▶ **Exercise directions**
The expected result is every line of the records, printed exactly.

___ Records for this task

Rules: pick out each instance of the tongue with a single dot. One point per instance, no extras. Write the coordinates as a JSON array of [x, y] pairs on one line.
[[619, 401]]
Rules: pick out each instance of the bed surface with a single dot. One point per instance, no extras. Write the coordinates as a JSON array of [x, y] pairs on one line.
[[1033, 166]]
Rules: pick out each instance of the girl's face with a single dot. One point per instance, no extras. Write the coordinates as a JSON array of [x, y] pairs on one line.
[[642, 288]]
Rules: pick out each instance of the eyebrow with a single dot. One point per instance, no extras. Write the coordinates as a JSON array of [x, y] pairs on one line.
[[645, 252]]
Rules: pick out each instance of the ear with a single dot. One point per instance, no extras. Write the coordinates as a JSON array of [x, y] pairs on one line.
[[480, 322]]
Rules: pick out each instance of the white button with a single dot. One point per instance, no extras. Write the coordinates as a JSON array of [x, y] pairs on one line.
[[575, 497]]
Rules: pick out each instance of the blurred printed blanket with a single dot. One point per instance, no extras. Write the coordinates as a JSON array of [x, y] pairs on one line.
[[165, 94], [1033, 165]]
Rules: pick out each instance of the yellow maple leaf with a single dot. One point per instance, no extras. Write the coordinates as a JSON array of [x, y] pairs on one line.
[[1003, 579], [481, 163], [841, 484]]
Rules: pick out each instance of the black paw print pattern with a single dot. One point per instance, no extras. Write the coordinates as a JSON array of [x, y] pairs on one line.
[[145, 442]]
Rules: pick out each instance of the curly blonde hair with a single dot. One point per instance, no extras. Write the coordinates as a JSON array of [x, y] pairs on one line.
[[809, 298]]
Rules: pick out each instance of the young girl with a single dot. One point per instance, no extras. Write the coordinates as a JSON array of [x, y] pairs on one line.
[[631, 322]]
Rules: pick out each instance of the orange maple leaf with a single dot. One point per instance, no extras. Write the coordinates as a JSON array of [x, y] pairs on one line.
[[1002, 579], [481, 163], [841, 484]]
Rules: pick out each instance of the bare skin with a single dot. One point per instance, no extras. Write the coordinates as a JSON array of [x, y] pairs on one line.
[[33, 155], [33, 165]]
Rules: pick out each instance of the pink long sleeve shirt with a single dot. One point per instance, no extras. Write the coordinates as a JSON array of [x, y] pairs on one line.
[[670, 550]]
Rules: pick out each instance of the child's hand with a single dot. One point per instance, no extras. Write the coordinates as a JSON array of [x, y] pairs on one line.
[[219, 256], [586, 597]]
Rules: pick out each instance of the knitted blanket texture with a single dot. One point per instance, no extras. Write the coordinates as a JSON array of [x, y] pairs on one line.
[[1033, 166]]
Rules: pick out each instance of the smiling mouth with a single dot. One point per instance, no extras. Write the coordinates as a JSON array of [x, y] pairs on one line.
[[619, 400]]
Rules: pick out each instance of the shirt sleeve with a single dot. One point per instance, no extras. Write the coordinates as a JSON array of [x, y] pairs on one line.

______

▶ **Answer to this task**
Rules: pick out each instance of the tongue with a single dot. One point per instance, no extras. Write the coordinates as a JSON array of [x, y] pairs on one line.
[[619, 401]]
Rules: pick out each instance of the bed surface with a single dot. One point per instance, no extras. Write the coordinates as a JSON array of [x, y] pairs on one line.
[[1033, 166]]
Rules: pick out each instance of the girl's face with a single dot. One point per instance, no extras. Write the coordinates as a JSON array of [x, y] pairs on one line.
[[642, 288]]
Rules: pick out each instance of the eyebrow with a single dot. One point per instance, no extras. Write the coordinates as a JSON array of [x, y] pairs on one line.
[[645, 252]]
Rules: pick out each instance of the ear with a single dot. One point per instance, no extras. Write the coordinates as a JSON array of [x, y] pairs on one line.
[[480, 322]]
Rules: pick out each instance of the white button with a single dot. One point per instance, no extras. Write the coordinates as a JSON array of [x, y] pairs on one line.
[[575, 497]]
Rules: pick out each instance of the blurred printed blanket with a single dot. One point per instance, no extras. Write the coordinates as a JSON array of [x, y] pairs on one line.
[[165, 94], [1033, 165]]
Rules: pick out each instance of the yellow maple leaf with a single dot. One point per instance, no extras. Write the coordinates as a JSON array of [x, y] pairs on one line.
[[1003, 579], [481, 163], [841, 484]]
Rules: pick out each instance of the black paw print pattern with a single dot. One point per instance, no extras. Write the coordinates as a JSON array of [x, y] pairs on one line.
[[145, 442]]
Rules: pick out each instance of the curly blonde hair with a single dot. One point per instance, no extras. Write the coordinates as a JSON array of [x, y] pairs on one line.
[[809, 298]]
Rules: pick out each instance of the young girl with a single dot. One point per instance, no extras. Write the coordinates as a JSON array of [x, y] pairs on one line.
[[631, 322]]
Rules: pick out each instance of the orange maple leaf with a single dot. One point per instance, no extras. Write the coordinates as a JSON array of [x, y] pairs on one line.
[[1002, 579], [481, 163], [841, 484]]
Rules: pick out each instance of the bare skin with a single dot. One point per instance, no extras. Write the coordinates as a JSON array of [x, y] pairs on one line.
[[33, 155], [33, 165]]
Rules: pick out each instance of the pink long sleeve shirt with a single dot. One point per instance, no extras. Write the coordinates as a JSON array of [x, y] pairs on one line.
[[670, 550]]
Rules: pick out each instance of the child's hand with a single dot. One point per instance, no extras. Write the coordinates as a JSON array of [x, y] pairs on one line.
[[219, 256], [586, 597]]
Rules: pick out each instance of the knitted blanket texture with a single dot. One point per instance, no extras. Write the coordinates as a JSON array of [x, y] pairs on one line.
[[1033, 166]]
Rules: pick out each instance of the smiling mouth with a single dot. One point per instance, no extras. Write the coordinates as a JSON array of [x, y] pairs on one line.
[[619, 400]]
Rules: pick out each instance of the shirt sleeve with a single dot. One point per instance, no extras. Write the coordinates as a JSON array of [x, y] pairs on one line.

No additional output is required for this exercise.